### [Document excerpt]
^^^^^^^^^^^^^^^^
Self-Incrimination 101: L. Scott Briscoe’s Viral Facebook Legal Tips
Lawyer L. Scott Briscoe's viral Facebook legal tips reveal how social media posts become courtroom evidence. 20+ years of wit and wisdom from West Virginia.
Is your Facebook feed a prosecutor's dream? With over 20 years of experience in the courtroom, lawyer L. Scott Briscoe has seen it all. Known as the West Virginia Legal Eagle, Briscoe has amassed over 45,000 followers by sharing the hilariously dumb things people do to land themselves in jail.
How Social Media Becomes Evidence: L. Scott Briscoe Insights
The page started out of sheer frustration. Briscoe recalled a juvenile client who posted photos of herself committing trespassing and destruction of property on Facebook. All the prosecutor had to do was click print. "When you post your criminal acts 1, 2, and 3, they become State's exhibits A, B, and C," Briscoe explains. From clients on home confinement posting vacation photos to juveniles smoking weed on camera, the digital trail is often the smoking gun.
^^^^^^^^^^^^^^^^
Dataset entries:
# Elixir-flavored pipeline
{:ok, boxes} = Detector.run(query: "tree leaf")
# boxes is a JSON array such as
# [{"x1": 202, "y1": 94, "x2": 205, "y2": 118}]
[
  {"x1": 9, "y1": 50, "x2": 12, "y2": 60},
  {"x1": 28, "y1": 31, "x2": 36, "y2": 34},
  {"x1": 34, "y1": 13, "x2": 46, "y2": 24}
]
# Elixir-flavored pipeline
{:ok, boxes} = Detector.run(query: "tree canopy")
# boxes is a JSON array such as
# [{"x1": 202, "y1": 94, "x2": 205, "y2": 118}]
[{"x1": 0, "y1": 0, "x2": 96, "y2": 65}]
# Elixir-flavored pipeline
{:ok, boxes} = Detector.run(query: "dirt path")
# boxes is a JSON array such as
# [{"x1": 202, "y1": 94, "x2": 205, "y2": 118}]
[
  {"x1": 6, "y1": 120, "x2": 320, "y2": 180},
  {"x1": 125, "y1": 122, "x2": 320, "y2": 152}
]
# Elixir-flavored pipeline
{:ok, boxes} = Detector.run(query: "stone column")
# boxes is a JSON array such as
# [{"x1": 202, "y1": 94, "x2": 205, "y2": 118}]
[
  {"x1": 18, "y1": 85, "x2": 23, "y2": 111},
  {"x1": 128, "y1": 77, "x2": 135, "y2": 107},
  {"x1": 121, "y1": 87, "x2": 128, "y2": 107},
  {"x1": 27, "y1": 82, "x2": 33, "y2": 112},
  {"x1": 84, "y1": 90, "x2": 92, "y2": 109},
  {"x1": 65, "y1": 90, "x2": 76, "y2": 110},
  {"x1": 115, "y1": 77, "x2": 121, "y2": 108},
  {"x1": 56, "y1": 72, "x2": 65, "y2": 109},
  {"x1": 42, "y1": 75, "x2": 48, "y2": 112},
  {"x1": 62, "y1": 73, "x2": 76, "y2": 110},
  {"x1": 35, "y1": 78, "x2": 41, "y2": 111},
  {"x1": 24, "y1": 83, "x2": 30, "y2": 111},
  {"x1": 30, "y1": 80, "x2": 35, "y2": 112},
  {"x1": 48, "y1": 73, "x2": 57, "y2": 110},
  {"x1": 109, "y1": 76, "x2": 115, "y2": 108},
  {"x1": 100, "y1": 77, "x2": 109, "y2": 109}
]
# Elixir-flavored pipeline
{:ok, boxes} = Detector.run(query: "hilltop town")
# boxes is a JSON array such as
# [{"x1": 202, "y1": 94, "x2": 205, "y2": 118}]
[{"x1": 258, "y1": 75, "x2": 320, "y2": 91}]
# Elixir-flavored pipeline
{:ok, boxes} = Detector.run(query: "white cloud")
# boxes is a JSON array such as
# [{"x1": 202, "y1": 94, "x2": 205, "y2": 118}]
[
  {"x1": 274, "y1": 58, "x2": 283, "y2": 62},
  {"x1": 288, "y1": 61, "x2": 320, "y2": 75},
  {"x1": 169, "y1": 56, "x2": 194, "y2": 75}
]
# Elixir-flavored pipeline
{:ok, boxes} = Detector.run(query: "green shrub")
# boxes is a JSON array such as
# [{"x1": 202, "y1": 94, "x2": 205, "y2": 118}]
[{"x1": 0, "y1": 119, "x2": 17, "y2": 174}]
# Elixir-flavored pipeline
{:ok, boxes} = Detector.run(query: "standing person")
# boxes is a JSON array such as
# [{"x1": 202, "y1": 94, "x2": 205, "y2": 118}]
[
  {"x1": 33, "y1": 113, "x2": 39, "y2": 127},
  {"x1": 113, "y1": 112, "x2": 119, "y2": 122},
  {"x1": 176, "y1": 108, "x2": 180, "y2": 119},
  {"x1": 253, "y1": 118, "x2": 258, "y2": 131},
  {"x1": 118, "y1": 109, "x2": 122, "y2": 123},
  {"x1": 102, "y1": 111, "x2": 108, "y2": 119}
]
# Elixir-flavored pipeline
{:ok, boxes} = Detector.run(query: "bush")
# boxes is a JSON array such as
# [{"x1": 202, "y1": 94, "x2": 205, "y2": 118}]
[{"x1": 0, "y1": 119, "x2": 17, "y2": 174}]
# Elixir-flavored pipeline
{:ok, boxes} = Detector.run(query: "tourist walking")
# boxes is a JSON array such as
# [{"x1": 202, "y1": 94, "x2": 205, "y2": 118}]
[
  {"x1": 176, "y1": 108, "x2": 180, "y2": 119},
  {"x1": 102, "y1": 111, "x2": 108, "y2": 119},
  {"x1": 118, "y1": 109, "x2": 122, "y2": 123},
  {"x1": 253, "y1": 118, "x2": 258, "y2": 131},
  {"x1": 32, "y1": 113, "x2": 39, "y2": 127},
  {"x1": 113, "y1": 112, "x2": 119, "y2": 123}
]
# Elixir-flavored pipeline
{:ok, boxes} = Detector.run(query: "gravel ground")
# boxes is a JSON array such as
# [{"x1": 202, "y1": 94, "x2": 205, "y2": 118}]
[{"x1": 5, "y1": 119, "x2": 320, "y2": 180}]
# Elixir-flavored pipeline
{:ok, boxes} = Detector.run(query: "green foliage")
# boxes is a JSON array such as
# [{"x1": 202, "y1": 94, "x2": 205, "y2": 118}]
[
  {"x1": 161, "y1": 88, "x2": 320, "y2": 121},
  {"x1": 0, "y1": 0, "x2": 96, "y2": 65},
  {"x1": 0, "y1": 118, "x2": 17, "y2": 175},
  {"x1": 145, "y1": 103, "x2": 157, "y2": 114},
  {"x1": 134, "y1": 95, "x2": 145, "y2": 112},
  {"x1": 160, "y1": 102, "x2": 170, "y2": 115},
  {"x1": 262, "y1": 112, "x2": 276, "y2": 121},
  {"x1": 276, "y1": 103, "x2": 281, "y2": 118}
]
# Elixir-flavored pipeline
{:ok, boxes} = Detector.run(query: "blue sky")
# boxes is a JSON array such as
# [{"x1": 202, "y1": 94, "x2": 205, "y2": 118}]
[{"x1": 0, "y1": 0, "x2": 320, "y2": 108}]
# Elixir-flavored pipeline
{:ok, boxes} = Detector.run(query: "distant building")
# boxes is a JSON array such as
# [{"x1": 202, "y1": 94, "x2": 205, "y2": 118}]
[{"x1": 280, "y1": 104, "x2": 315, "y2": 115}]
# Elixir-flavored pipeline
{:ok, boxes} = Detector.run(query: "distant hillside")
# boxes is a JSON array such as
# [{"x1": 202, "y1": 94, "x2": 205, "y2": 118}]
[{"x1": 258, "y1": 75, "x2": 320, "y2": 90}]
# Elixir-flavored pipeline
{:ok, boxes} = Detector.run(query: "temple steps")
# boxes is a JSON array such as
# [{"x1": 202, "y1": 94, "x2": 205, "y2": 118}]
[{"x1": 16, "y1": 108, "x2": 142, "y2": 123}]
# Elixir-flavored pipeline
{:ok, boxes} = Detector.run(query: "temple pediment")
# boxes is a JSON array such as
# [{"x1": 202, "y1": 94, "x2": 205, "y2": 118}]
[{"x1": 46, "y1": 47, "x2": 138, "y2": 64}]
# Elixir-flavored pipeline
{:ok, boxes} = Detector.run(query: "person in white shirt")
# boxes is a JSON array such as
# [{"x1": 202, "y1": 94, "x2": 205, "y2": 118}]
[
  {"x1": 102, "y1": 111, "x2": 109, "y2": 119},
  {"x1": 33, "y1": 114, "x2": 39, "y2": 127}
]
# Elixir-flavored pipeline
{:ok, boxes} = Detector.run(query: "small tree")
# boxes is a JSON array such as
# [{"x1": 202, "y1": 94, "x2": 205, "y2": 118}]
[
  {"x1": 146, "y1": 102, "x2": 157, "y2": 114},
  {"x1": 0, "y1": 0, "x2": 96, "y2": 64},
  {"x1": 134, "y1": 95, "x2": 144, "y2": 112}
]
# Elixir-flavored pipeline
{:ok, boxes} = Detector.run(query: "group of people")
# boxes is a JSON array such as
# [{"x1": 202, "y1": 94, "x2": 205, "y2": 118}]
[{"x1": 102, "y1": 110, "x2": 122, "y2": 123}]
^^^^^^^^^^^^^^^^
### [Brief 1]
According to the article on L. Scott Briscoe, how many followers has he gathered?
### [Brief 2]
Using the article on L. Scott Briscoe, explain why his page got started.
### [Brief 3]
Extend the article on L. Scott Briscoe from its last sentence.
The entries have no role here.

### [Response area 1]
Over 45,000.

### [Response area 2]
Briscoe started the page out of sheer frustration. He recalled a juvenile client who had posted Facebook photos of herself committing trespassing and destruction of property, so all the prosecutor had to do was click print.

### [Response area 3]
Humor as a Shield in a Heavy Profession
Behind the laughs lies a sobering reality. Briscoe handles between 25 to 40 hearings a day, many involving child abuse and neglect exacerbated by the regional drug epidemic. Since starting in 1997, his caseload has surged from five cases a week to dozens daily. He credits his dry wit for keeping him sane, stating that finding humor in a depressing grind is his "icing on the cake."